◆ What is needed ◆
Omit the images, then repeat the listing exactly.

════

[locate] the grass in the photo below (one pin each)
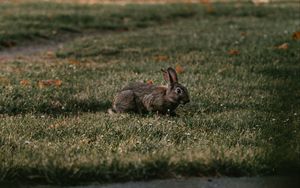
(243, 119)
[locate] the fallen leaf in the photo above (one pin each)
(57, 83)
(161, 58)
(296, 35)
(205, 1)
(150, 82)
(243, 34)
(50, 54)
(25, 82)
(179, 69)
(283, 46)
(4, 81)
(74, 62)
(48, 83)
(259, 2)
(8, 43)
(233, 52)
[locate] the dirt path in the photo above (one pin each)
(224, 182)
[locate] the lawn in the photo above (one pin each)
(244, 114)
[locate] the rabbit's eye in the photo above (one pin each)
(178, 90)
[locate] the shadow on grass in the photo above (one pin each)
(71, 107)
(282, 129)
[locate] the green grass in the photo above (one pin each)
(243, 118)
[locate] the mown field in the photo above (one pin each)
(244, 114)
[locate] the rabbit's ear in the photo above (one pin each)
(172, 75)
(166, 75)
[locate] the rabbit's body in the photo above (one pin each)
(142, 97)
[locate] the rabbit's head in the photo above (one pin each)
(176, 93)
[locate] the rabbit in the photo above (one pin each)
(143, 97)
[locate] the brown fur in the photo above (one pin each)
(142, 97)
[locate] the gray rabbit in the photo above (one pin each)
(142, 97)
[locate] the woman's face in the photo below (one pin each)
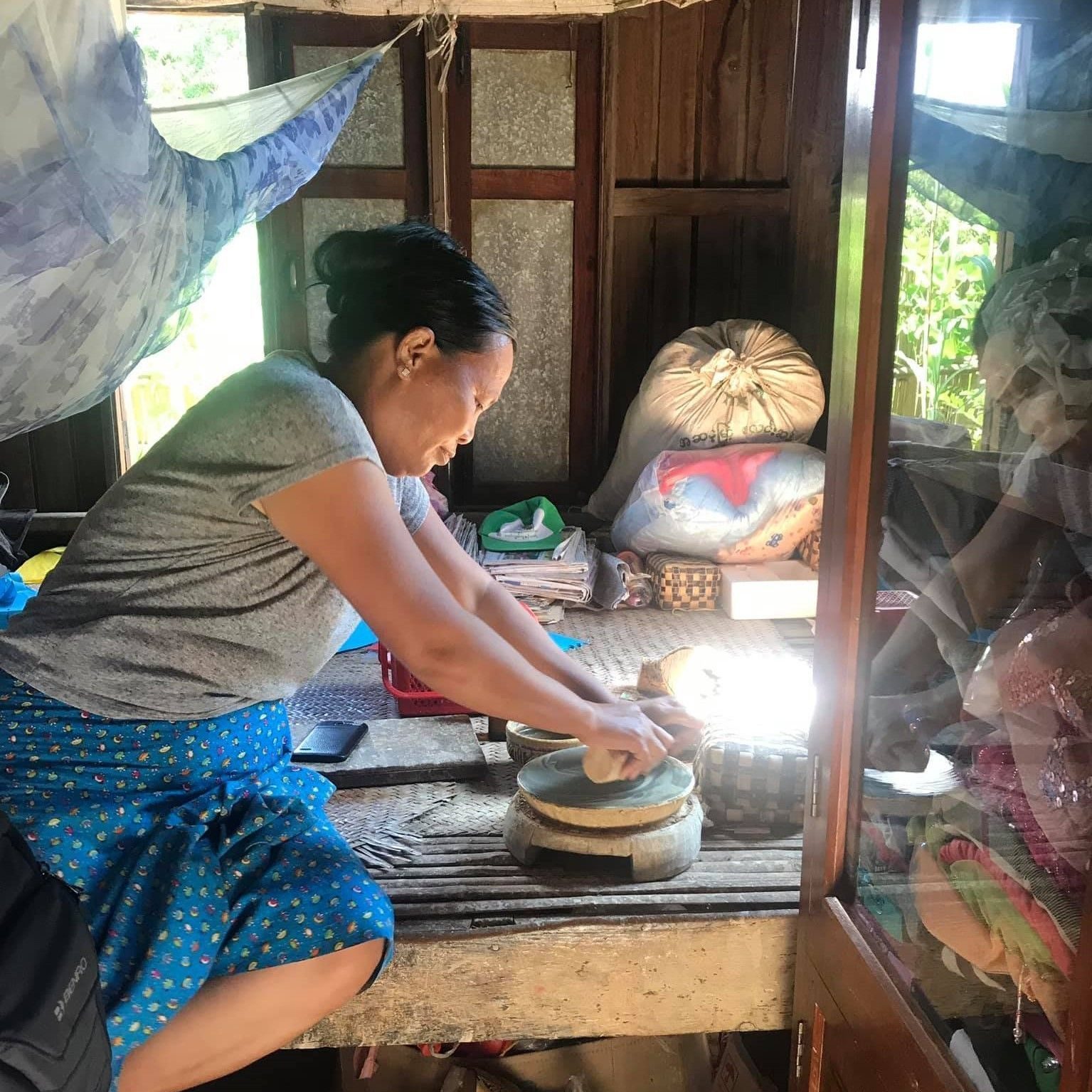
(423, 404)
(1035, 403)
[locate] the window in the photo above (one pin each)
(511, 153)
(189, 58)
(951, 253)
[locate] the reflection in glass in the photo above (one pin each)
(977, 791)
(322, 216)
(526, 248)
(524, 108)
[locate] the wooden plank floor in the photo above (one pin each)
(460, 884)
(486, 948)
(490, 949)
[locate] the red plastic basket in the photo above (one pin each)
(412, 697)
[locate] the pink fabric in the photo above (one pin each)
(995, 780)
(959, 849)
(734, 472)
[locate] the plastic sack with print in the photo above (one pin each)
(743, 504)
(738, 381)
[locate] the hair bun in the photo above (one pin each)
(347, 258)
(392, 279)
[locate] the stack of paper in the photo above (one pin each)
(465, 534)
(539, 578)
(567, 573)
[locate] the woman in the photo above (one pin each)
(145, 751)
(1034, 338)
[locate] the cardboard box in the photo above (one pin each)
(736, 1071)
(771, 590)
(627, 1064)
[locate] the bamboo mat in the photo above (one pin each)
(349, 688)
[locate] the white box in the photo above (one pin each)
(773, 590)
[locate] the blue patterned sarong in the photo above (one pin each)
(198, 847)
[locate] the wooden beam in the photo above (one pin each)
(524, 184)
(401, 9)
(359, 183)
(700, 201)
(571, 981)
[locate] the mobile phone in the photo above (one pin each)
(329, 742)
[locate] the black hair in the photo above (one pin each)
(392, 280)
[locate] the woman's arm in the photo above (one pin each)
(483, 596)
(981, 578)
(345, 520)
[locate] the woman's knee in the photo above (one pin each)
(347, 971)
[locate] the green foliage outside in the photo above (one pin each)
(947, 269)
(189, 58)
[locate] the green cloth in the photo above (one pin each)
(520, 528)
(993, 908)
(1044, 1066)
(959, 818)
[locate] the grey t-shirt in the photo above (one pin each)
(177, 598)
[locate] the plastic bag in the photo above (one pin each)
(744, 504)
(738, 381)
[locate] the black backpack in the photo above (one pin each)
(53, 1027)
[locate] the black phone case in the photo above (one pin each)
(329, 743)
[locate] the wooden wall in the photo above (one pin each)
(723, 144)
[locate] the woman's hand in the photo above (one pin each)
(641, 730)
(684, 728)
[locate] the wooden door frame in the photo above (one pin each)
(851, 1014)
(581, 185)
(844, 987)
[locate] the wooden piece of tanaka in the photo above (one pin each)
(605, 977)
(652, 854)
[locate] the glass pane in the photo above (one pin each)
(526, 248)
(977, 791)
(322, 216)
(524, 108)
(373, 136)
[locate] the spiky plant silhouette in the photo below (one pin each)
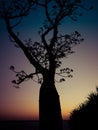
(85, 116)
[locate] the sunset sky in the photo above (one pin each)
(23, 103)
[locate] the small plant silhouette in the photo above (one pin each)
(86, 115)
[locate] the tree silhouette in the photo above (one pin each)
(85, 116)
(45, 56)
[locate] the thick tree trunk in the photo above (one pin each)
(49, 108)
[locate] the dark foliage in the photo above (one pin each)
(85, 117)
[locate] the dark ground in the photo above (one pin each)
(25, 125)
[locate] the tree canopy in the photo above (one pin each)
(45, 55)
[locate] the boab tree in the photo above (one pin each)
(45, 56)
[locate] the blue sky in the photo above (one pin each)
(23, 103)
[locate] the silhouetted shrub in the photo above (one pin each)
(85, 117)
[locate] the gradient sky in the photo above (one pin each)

════

◆ Exercise answer ◆
[locate] the grass in the photo below (one pin each)
(243, 119)
[locate] the fallen leaf in the photo above (one pin each)
(57, 83)
(161, 58)
(296, 35)
(205, 1)
(150, 82)
(243, 34)
(50, 54)
(25, 82)
(179, 69)
(283, 46)
(4, 81)
(74, 62)
(48, 83)
(259, 2)
(8, 43)
(233, 52)
[locate] the dirt path in the photo above (one pin each)
(224, 182)
[locate] the lawn in the photo above (one pin each)
(244, 114)
[locate] the rabbit's eye in the photo above (one pin each)
(178, 90)
[locate] the shadow on grass in the photo above (one pin each)
(71, 107)
(282, 129)
[locate] the green grass in the photo above (one pin each)
(243, 118)
[locate] the mown field in the photo above (one pin each)
(244, 114)
[locate] the rabbit's ear in the photo above (one pin each)
(172, 75)
(166, 75)
[locate] the rabbit's body in the photo above (one pin each)
(142, 97)
[locate] the rabbit's head in the photo above (one pin each)
(176, 93)
[locate] the rabbit in the photo above (one pin each)
(143, 97)
[locate] the brown fur in the photo above (one pin each)
(142, 97)
[locate] the gray rabbit in the photo above (one pin each)
(142, 97)
[locate] the woman's face in the photo below (one pin each)
(423, 404)
(1035, 403)
[locate] the window in the photo above (one pin each)
(511, 153)
(189, 58)
(951, 253)
[locate] the reflection in glass in the photo above (one pin each)
(977, 791)
(322, 216)
(526, 248)
(524, 108)
[locate] the wooden plank floor in the photo above (one pin each)
(460, 884)
(486, 948)
(490, 949)
[locate] the red plastic basket in the photo above (one pin each)
(412, 697)
[locate] the pink fabric in the photo above (one pin each)
(995, 780)
(959, 849)
(734, 472)
[locate] the plastic sack with print in the photo above (one pin each)
(743, 504)
(738, 381)
[locate] the hair bun in the photo above (one pin each)
(347, 258)
(392, 279)
[locate] the stack of paper in the photo above (one pin each)
(465, 534)
(539, 578)
(567, 573)
[locate] the woman in the photo above (one pin each)
(145, 751)
(1034, 338)
[locate] the cardboard box in the photo above (one pin each)
(736, 1071)
(771, 590)
(627, 1064)
[locate] the bamboo mat in the photo above (one pin each)
(349, 688)
[locate] the white box in the photo above (one pin each)
(773, 590)
[locate] the blue patterned sarong in the photo above (one pin each)
(198, 847)
[locate] the wooden beam in the photo above (one pin each)
(524, 184)
(401, 9)
(359, 183)
(700, 201)
(571, 981)
[locate] the mobile phone in the photo above (one pin each)
(329, 742)
[locate] the black hair in the photo above (one pin each)
(392, 280)
[locate] the woman's arm in the photo above (one pin each)
(483, 596)
(981, 578)
(345, 520)
[locate] the woman's knee in the photo above (one pin each)
(347, 971)
[locate] the green foliage outside in the photo above (one pin each)
(947, 269)
(189, 58)
[locate] the green cloth in the photo above (one pin each)
(520, 528)
(993, 908)
(1044, 1066)
(959, 818)
[locate] the grey t-shirt in the photo above (one pin each)
(177, 598)
[locate] the plastic bag in the photo above (one pin each)
(744, 504)
(738, 381)
[locate] the black backpack in the photo above (one pin each)
(53, 1027)
[locate] the black phone case in the photo above (one pin each)
(329, 743)
[locate] the wooden wall in the photo above (one pin each)
(723, 144)
[locate] the woman's hand in the photo above (one pin each)
(641, 730)
(684, 728)
[locate] the wooden door frame in the photo above (one pin each)
(851, 1014)
(581, 185)
(844, 987)
[locate] the wooden piece of tanaka in the photo above (one pin each)
(605, 977)
(652, 854)
[locate] the glass pane in the photo above (one pin each)
(526, 248)
(977, 791)
(322, 216)
(524, 108)
(373, 136)
[locate] the spiky plant silhouette in the photo below (one pin each)
(85, 116)
[locate] the sunset sky in the photo above (one pin each)
(23, 103)
[locate] the small plant silhouette in the photo above (one pin each)
(86, 115)
[locate] the tree silhouette in the photo above (one pin each)
(85, 116)
(45, 56)
[locate] the thick tree trunk in the photo above (one pin each)
(49, 108)
[locate] the dark foliage in the photo above (one pin each)
(85, 117)
[locate] the dark ground in the photo above (one pin each)
(25, 125)
[locate] the tree canopy in the photo above (one pin each)
(45, 55)
[locate] the boab tree in the photo above (one pin each)
(45, 56)
[locate] the blue sky in the photo above (one pin each)
(23, 103)
[locate] the silhouetted shrub in the photo above (one pin each)
(85, 117)
[locate] the gradient sky in the photo above (one pin each)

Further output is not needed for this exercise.